__TASK A__.
Answer these questions using the article on the city's bond debt:
(i) By what percentage are the city's sales tax collections actually increasing?
(ii) As of March 30, about how much money did the city have in its general fund that was not dedicated to other expenditures or capital projects?
(iii) In what year is the 2023 bond set to pay off if sales tax revenue does not grow?
__TASK B__. Extend the article on the city's bond debt with what follows its final sentence.

The money will go to the general budget, freeing up about $4 million.

"That's the money we use to extend services to the residents," Fulfer said.

AHEAD OF SCHEDULE

Fulfer noted the city is paying off current bond debt more quickly than planned.

The city budgeted for 2023 based on the sales tax collections increasing by 8%, but the collections actually are increasing by 11%, Fulfer said.

That 3% extra each month goes directly into the general fund, but it's not designated for a project, Fulfer said. The council often uses that money for capital projects or unforeseen needs -- recovering from a debilitating storm, for example.

The city's bond debts are like a home mortgage. Most are set for a long-range payoff, Sprouse said.

But the mortgage has a set payment every month. The bond takes anything above its minimum payment to pay down the principal, shortening the life of the bond loan, Fulfer said. Extra money from the capital bond goes directly to pay off the principal.

Money freed up in the city's general fund from the 2002 general tax could go to other, smaller capital projects.

As of March 30, the city had roughly $23 million in its general fund which is not dedicated to other expenditures or capital projects, Fulfer said. The city could use this money to pay for intersection improvements on a pay-as-you go basis.

A recent traffic study found $200 million worth of street upgrades the city could make. The City Council soon will prioritize the projects, Sprouse said.

Wright said the 2023 bond is set to pay off in 2045, if sales tax revenue does not grow. If voters don't approve the bonds, the sales tax would remain in effect until the existing debt pays off in late 2032.

TIME MANAGEMENT

Wright said a city must consider the useful life of a project before spending money to be paid out long term.

But the revenue base must be there to ensure the city will make enough money over time to pay back the bonds, he said.

Structures like roads, parks and police and fire departments still will be useful after 30 years, Wright said. Equipment like trucks and mowers take heavy use and don't last long, he said.

Sprouse explained cities must manage the time they bond and build projects, using Gene George Boulevard as an example.

__Dataset records__.
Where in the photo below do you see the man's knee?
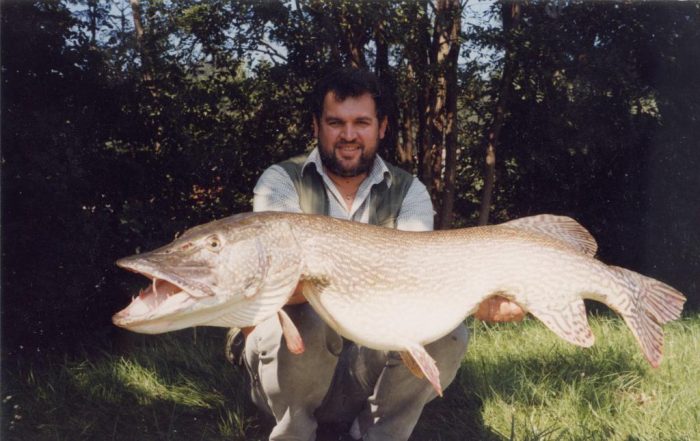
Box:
[426,324,469,387]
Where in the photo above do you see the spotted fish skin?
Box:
[284,211,685,366]
[113,212,685,393]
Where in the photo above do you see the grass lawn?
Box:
[1,314,700,441]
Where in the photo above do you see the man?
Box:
[238,69,521,441]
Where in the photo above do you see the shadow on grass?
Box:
[411,326,649,441]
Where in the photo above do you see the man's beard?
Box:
[318,139,377,178]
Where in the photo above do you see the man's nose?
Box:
[340,124,357,141]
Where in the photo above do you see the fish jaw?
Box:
[112,262,231,334]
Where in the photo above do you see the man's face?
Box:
[314,92,387,177]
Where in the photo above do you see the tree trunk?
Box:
[423,0,462,229]
[437,0,462,229]
[479,3,520,225]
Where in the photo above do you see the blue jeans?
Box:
[244,304,469,441]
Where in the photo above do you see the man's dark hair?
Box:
[311,68,390,121]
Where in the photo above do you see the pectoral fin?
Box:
[277,309,304,355]
[399,343,442,396]
[529,299,595,348]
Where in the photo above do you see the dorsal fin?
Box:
[500,214,598,257]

__EXERCISE OUTPUT A__.
(i) 11%
(ii) About $23 million
(iii) 2045

__EXERCISE OUTPUT B__.
The city is working to transform the two-lane 56th Street into Gene George, a four-lane street with medians, roundabouts and multi-use side paths designed to create a north-south traffic corridor. It is being built in phases with money from different bond issues.

The first phase was built with 2012 bond money from Arvest Ballpark to Bleaux Avenue. The second phase was done with money from the 2018 bond, north to Elm Springs Road and south to Don Tyson Parkway.

"Without that, we wouldn't have Sam's. We wouldn't have Arkansas Children's. We wouldn't have as many parks," Sprouse said.

The 2023 bond would allow the city to develop the road south to Johnson Mill Boulevard and north to County Line Road.

The city ultimately might need to extend Gene George north to Wagon Wheel Road and U.S. 612, but residential and commercial development have not reached those streets.

The city could have built the entire length of Gene George with the 2012 bond money, Sprouse said. But it would have built a road to nowhere because the city was not yet developed there, Sprouse said. Ten years later, now that nowhere is somewhere.

And the city would not have had money for other the projects in the city built on the 2012 bond, Sprouse said.

Sprouse said revenue follows growth, but the city needs to be prepared for growth, even if doesn't have the revenue yet.

When the revenue from development comes back to the city, the money is used to pay back the loans the bonds represent.

"I think we've been very responsible and forward thinking about how we time out our projects," he said. "We're using the money to make connections and move traffic."

Gene George and Har-Ber Avenue make connections with other streets, so residents easily can travel to other parts of the city and Northwest Arkansas, Sprouse said. He said it's important to strengthen the city's inner connections via major intersections as the density in existing parts of town increases.

"People have funny ideas about debt, and it's easy to misunderstand how cities use debt wisely," he said.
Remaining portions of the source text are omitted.